PROBLEM TO SOLVE: From the data below, copy exactly the lines that lie between the one holding "One point lands on every instance of the orange" and the one holding "One point lands on every instance of the snow-covered road, laid", including both, and nothing more.

RECORDS:
****************************************

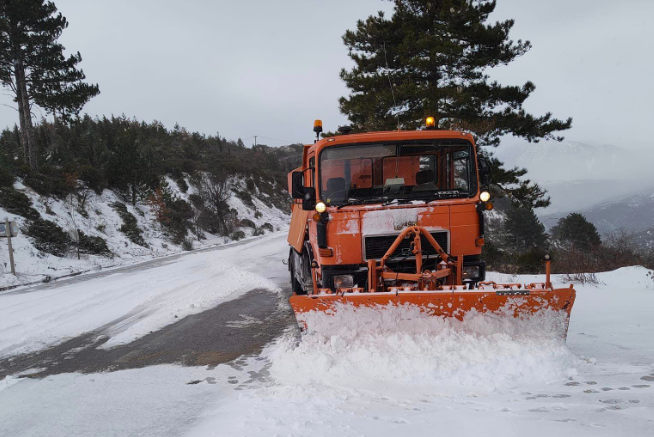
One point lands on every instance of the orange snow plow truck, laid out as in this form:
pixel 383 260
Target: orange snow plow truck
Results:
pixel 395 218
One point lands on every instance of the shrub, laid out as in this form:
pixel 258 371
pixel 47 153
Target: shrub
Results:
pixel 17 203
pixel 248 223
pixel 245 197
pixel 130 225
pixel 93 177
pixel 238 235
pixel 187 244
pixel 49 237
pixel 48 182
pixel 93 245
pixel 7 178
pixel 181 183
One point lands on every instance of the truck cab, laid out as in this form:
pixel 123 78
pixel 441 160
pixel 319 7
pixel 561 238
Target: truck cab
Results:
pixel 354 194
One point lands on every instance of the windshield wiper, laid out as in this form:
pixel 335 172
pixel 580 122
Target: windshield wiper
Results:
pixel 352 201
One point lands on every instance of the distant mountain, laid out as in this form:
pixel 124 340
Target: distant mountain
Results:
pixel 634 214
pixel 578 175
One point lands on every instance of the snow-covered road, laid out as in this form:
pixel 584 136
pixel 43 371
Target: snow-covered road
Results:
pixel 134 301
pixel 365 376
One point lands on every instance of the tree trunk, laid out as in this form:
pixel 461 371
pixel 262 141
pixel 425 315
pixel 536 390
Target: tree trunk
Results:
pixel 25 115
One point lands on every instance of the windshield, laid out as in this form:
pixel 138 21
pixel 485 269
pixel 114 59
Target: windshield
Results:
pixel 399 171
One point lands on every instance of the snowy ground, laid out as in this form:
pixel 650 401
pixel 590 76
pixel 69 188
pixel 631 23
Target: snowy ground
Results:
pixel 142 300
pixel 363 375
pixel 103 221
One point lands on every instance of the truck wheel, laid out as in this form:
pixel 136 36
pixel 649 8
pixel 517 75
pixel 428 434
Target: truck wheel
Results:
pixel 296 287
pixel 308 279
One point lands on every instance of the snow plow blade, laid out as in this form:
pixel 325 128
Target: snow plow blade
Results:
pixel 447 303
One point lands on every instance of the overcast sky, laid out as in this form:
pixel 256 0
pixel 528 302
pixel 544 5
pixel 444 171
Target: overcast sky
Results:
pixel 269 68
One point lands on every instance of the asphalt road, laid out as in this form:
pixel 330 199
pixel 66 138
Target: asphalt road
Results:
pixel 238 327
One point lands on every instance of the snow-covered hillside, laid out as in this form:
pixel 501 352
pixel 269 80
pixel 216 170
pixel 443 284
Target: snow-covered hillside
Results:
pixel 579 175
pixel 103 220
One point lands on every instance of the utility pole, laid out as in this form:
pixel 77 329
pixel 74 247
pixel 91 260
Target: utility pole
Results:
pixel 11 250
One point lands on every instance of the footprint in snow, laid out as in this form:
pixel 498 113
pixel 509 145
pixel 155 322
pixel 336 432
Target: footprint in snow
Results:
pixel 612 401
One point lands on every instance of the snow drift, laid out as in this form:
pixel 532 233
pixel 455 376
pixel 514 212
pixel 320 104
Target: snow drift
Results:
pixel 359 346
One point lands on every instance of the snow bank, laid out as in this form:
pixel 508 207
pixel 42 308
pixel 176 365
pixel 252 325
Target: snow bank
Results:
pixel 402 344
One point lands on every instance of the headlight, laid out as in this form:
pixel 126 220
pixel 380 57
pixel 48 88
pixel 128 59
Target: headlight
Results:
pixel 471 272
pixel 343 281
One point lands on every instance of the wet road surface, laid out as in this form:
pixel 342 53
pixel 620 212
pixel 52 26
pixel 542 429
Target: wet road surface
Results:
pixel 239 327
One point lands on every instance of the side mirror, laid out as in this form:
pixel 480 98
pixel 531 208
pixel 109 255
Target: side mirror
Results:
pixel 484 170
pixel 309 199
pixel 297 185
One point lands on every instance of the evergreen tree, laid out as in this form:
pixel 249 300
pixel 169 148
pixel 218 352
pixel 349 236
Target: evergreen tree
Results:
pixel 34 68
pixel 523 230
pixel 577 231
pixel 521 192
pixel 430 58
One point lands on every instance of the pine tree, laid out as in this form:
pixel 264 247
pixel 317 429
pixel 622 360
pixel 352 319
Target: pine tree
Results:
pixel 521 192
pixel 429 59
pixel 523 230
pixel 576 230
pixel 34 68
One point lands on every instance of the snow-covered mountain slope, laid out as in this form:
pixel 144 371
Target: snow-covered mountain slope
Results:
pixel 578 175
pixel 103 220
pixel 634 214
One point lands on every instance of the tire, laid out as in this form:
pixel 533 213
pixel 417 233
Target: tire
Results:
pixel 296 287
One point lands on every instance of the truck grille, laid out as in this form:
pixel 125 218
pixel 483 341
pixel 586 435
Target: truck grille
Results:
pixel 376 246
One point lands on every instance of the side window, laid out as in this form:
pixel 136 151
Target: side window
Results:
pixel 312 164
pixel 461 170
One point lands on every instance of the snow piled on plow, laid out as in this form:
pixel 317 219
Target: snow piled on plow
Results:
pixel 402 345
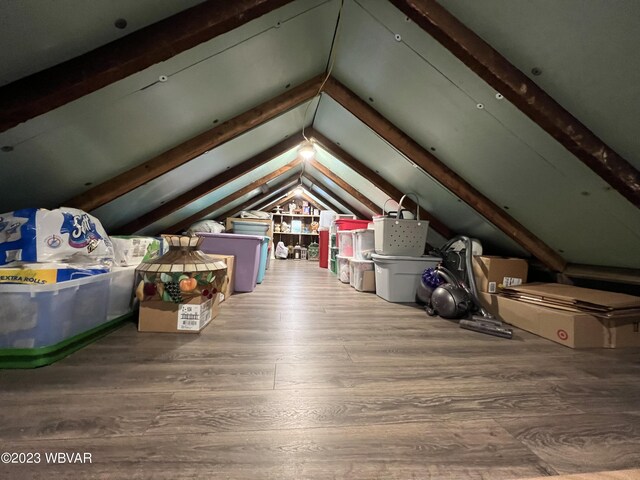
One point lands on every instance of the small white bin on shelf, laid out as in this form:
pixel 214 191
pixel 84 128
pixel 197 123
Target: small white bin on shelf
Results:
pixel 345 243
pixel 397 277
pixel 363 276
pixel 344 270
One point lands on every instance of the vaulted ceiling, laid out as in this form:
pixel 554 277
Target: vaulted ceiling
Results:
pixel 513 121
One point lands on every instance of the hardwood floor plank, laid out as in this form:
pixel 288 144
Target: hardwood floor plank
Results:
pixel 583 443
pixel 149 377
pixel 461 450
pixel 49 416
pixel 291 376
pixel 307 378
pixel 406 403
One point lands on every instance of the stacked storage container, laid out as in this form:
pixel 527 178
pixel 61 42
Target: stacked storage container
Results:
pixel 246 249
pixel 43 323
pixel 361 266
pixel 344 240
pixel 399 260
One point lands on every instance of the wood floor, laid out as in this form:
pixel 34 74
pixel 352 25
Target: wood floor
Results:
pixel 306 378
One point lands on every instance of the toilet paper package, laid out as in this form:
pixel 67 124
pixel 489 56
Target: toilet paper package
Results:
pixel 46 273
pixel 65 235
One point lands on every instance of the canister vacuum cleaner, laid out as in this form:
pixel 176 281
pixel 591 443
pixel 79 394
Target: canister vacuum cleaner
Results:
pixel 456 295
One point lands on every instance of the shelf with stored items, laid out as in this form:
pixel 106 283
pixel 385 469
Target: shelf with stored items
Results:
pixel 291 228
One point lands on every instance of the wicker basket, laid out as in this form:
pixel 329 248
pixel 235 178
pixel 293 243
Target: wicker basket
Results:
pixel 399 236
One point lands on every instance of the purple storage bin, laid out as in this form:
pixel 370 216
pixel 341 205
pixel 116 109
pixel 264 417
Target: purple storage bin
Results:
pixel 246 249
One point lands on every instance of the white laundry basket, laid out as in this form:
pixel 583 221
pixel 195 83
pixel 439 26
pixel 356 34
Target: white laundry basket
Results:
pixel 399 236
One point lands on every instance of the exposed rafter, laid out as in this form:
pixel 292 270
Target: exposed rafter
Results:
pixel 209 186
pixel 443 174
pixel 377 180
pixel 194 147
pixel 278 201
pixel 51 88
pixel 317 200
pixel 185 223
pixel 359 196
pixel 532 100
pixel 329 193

****************************************

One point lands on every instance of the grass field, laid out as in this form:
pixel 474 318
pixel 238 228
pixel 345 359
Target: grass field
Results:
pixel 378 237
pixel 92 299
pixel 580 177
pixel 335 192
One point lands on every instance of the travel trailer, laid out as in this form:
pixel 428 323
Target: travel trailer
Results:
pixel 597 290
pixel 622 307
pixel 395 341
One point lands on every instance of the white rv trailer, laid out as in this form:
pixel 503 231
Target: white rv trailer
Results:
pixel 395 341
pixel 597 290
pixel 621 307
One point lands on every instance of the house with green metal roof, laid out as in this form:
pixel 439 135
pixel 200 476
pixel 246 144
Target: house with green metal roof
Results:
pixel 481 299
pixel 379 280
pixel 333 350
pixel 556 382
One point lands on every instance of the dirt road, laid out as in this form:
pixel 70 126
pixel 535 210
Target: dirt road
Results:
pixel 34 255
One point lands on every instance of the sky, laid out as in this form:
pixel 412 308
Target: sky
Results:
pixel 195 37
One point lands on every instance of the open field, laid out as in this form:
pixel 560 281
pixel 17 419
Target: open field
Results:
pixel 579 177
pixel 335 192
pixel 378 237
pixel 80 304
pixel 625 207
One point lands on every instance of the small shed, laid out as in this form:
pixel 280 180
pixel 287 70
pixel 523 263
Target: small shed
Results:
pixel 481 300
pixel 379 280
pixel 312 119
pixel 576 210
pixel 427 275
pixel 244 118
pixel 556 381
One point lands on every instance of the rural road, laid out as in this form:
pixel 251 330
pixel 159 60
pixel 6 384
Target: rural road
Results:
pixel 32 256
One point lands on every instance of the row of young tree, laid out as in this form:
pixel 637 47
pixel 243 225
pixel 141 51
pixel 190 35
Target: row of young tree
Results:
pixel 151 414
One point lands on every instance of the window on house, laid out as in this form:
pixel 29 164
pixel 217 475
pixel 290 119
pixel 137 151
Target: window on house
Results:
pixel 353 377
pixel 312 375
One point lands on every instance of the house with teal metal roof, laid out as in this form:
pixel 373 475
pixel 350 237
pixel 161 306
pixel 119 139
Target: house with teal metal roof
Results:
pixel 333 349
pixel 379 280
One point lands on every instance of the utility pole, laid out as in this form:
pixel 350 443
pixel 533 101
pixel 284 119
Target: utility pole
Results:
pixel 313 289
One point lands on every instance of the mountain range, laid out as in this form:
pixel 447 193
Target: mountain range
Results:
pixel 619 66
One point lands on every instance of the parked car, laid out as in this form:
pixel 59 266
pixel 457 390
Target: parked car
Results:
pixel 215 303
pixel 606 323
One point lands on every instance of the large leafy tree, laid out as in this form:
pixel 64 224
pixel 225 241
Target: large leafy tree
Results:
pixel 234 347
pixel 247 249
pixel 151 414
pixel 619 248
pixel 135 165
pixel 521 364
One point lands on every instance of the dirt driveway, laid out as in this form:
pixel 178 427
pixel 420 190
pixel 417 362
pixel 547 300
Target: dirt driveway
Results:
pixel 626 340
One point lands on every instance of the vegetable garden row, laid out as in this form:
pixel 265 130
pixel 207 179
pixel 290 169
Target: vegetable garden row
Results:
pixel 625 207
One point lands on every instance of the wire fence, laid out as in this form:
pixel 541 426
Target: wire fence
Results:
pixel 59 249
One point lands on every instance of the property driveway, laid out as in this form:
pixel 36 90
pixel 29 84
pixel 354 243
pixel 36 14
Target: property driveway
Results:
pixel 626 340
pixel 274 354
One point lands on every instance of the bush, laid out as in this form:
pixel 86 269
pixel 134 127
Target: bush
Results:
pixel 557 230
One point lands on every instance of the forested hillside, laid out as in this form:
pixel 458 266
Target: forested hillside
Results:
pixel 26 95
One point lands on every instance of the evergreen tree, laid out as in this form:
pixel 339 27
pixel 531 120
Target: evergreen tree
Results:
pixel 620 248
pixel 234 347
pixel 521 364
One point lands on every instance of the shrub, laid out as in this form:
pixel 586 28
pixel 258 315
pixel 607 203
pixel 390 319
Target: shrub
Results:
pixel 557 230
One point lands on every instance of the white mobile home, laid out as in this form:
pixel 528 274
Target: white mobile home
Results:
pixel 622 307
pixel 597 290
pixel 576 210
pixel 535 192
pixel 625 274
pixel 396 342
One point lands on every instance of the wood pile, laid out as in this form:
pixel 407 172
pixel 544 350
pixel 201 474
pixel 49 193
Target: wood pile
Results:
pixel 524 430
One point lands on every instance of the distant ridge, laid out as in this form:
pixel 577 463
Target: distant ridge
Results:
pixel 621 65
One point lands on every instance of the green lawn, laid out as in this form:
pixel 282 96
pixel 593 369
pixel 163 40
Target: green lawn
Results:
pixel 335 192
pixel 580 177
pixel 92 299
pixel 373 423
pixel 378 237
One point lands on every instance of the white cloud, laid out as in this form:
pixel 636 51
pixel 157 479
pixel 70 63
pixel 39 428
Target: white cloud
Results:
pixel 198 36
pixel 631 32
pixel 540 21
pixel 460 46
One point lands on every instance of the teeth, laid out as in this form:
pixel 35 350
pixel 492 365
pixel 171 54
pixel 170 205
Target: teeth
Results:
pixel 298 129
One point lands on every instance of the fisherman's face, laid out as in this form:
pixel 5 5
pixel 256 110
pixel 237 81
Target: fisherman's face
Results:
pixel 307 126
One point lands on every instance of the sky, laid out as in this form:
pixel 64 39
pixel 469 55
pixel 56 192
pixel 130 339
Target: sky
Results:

****************************************

RESULT FOR THIS TASK:
One point lands on every instance of the orange snow plow truck, laid out as in this form:
pixel 383 260
Target: orange snow plow truck
Results:
pixel 395 218
One point lands on every instance of the shrub, laid out as in this form:
pixel 258 371
pixel 47 153
Target: shrub
Results:
pixel 17 203
pixel 248 223
pixel 245 197
pixel 130 225
pixel 93 177
pixel 238 235
pixel 187 244
pixel 49 237
pixel 48 182
pixel 93 245
pixel 7 178
pixel 181 183
One point lands on every instance of the truck cab, laid out as in this form:
pixel 123 78
pixel 441 160
pixel 319 7
pixel 561 238
Target: truck cab
Results:
pixel 354 194
One point lands on every instance of the windshield wiper, laid out as in this form:
pixel 335 172
pixel 580 122
Target: windshield wiper
Results:
pixel 352 201
One point lands on every instance of the distant mountain, laid out as in this form:
pixel 124 340
Target: distant mountain
Results:
pixel 634 214
pixel 578 175
One point lands on every instance of the snow-covered road, laid out as in this form:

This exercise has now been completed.